Can you recast the items below as a Markdown table with the columns Row and Line, giving each non-blank line its own numbered row?
::::
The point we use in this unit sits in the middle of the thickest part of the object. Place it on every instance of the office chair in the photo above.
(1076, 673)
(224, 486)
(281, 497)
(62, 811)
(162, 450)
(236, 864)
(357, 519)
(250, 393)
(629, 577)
::::
### Response for this exercise
| Row | Line |
|---|---|
| 1 | The point we use in this unit sits in the middle of the thickest part of the object. Place it on every instance of the office chair in the photo above. |
| 2 | (1076, 673) |
| 3 | (224, 486) |
| 4 | (281, 497) |
| 5 | (62, 811) |
| 6 | (162, 450) |
| 7 | (236, 864) |
| 8 | (357, 519) |
| 9 | (250, 393) |
| 10 | (629, 577) |